Input data
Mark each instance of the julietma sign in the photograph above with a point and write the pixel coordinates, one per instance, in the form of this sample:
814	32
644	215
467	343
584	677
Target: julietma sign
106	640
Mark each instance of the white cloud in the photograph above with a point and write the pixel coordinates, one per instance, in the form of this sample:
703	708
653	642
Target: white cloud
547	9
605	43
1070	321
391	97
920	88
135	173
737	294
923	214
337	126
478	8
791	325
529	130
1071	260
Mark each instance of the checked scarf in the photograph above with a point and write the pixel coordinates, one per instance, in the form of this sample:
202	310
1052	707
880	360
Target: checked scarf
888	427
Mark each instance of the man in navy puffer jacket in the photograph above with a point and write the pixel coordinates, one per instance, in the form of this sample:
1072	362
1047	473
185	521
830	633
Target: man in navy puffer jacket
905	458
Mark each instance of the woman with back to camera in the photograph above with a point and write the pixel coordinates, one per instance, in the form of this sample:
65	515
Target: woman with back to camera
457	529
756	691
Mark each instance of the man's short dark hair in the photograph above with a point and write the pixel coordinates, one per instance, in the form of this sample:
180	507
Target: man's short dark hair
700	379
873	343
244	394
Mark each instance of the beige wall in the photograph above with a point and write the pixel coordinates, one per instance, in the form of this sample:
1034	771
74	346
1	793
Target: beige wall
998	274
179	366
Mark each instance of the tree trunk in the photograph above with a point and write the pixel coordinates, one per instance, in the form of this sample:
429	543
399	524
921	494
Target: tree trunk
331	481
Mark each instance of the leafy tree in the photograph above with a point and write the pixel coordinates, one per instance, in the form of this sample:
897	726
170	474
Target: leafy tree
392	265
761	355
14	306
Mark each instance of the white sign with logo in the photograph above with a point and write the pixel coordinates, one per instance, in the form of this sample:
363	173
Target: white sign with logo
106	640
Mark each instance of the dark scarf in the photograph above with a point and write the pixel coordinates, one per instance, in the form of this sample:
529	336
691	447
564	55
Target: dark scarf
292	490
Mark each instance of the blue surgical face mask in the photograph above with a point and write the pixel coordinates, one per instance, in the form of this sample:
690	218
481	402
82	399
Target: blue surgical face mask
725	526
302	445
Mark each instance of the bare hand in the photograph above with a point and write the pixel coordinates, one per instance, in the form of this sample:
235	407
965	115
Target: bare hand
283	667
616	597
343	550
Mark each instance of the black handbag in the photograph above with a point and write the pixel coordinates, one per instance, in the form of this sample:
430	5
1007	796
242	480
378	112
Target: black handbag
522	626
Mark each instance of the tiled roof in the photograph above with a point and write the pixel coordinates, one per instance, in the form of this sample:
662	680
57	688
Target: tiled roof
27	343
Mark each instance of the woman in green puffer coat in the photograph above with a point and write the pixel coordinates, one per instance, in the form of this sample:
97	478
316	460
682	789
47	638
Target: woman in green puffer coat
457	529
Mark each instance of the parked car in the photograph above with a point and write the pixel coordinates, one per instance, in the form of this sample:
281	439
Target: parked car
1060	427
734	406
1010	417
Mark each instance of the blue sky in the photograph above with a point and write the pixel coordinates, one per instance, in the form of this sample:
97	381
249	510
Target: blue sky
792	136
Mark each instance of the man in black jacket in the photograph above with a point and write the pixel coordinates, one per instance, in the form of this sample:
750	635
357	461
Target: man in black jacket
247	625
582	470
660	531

Directions for this task
Can you convert every row above into a JSON list of strings, with one string per line and blank lines left out?

Result
[
  "Mark each instance of the julietma sign in the photograph above with a point and write the pixel coordinates, one per instance, in the form of this sample:",
  "814\t32",
  "644\t215",
  "467\t343",
  "584\t677",
  "Target: julietma sign",
  "106\t640",
  "Mark each instance of the white cloud in the photograph above with a point and write the pixel coordinates, one per instance, in the form of this sample:",
  "703\t708",
  "653\t642",
  "Target: white cloud",
  "547\t9",
  "605\t43",
  "1070\t321",
  "391\t97",
  "920\t88",
  "135\t173",
  "737\t294",
  "923\t214",
  "337\t126",
  "478\t8",
  "791\t325",
  "529\t130",
  "1071\t260",
  "Mark each instance of the checked scarf in the photograph above with a point and write the pixel coordinates, one per instance, in the form of this sample:",
  "202\t310",
  "1052\t707",
  "880\t360",
  "Target: checked scarf",
  "888\t427",
  "Mark each instance of the man in navy puffer jacket in the photograph above with a point and write the pixel coordinates, one per instance, in the form of this sample:",
  "1072\t362",
  "1047\t473",
  "185\t521",
  "830\t633",
  "Target: man in navy puffer jacket",
  "905\t458",
  "Mark each instance of the woman with back to camera in the photograph above with a point and write the pixel coordinates, one per instance, in the form of this sample:",
  "65\t515",
  "Target: woman with back to camera",
  "457\t529",
  "756\t691",
  "Mark each instance of the man's short dark hair in the photograph above with a point and write the pixel coordinates, one per instance, in the form of this sample:",
  "180\t507",
  "Target: man's short dark hair",
  "700\t379",
  "873\t343",
  "244\t394",
  "Mark each instance of the beige wall in the photograph above with a point and write the pixel coordinates, one per instance, in the form of this sample:",
  "1034\t771",
  "74\t346",
  "1\t793",
  "Target: beige wall",
  "998\t274",
  "179\t366",
  "Mark each instance of the tree trunk in the photograph above with a point and write the pixel coordinates, one per instance, in the form of this sample:",
  "429\t543",
  "399\t524",
  "921\t494",
  "Target: tree trunk",
  "331\t481",
  "Mark each instance of the leafy tree in the photograph above with a point and write the pixel coordinates, one per instance, in the form of this sample:",
  "897\t726",
  "170\t474",
  "Target: leafy tree",
  "392\t265",
  "761\t355",
  "14\t306",
  "Mark each instance of the white sign with logo in the photograph above with a point and write the pixel coordinates, one per instance, in the form of this sample:",
  "363\t173",
  "Target: white sign with logo",
  "106\t640",
  "Mark each instance of the dark scarf in the photograph above with a point and write the pixel coordinates, one per instance, in the form of this sample:",
  "529\t336",
  "691\t447",
  "564\t55",
  "Target: dark scarf",
  "292\t490",
  "Mark each instance of the blue surgical face mask in the photograph above with a point and write the pixel coordinates, one per instance, in the form of this sample:",
  "690\t218",
  "481\t402",
  "82\t399",
  "Target: blue surgical face mask",
  "725\t526",
  "302\t445",
  "Mark each instance of the bare hand in the photograph above with a point and write the pixel coordinates, one per instance, in the form of this sample:",
  "235\t407",
  "965\t115",
  "Target: bare hand",
  "283\t667",
  "616\t597",
  "343\t550",
  "Mark each instance of the black handbag in the photograph above with a point and write the pixel coordinates, one per instance, in the form of this sample:",
  "430\t5",
  "1007\t796",
  "242\t480",
  "378\t112",
  "Target: black handbag",
  "522\t626",
  "Mark each instance of the tiled roof in the photograph above with a point and write the pixel coordinates, one per instance, in the form of this sample:",
  "662\t680",
  "57\t688",
  "Target: tiled roof",
  "27\t343",
  "Mark each instance of the woman in green puffer coat in the photograph above with a point and write the pixel coordinates, one per instance, in the form of this sample:",
  "97\t478",
  "316\t460",
  "682\t789",
  "47\t638",
  "Target: woman in green puffer coat",
  "457\t529",
  "Mark each instance of the parked car in the photograph above with a point and write the pixel coordinates, one per instance, in the form of this sample:",
  "281\t439",
  "Target: parked car",
  "1060\t427",
  "734\t406",
  "1010\t417",
  "Mark each instance of the blue sky in the photograph above with a point and write the pixel coordinates, one per instance, in the form of this sample:",
  "97\t381",
  "249\t510",
  "Target: blue sky",
  "792\t136",
  "Mark each instance of the man in black jacket in the photograph above with a point and write the pixel coordinates, one per instance, in the form of this sample:",
  "750\t635",
  "357\t461",
  "Target: man in black jacket",
  "247\t625",
  "582\t470",
  "660\t531"
]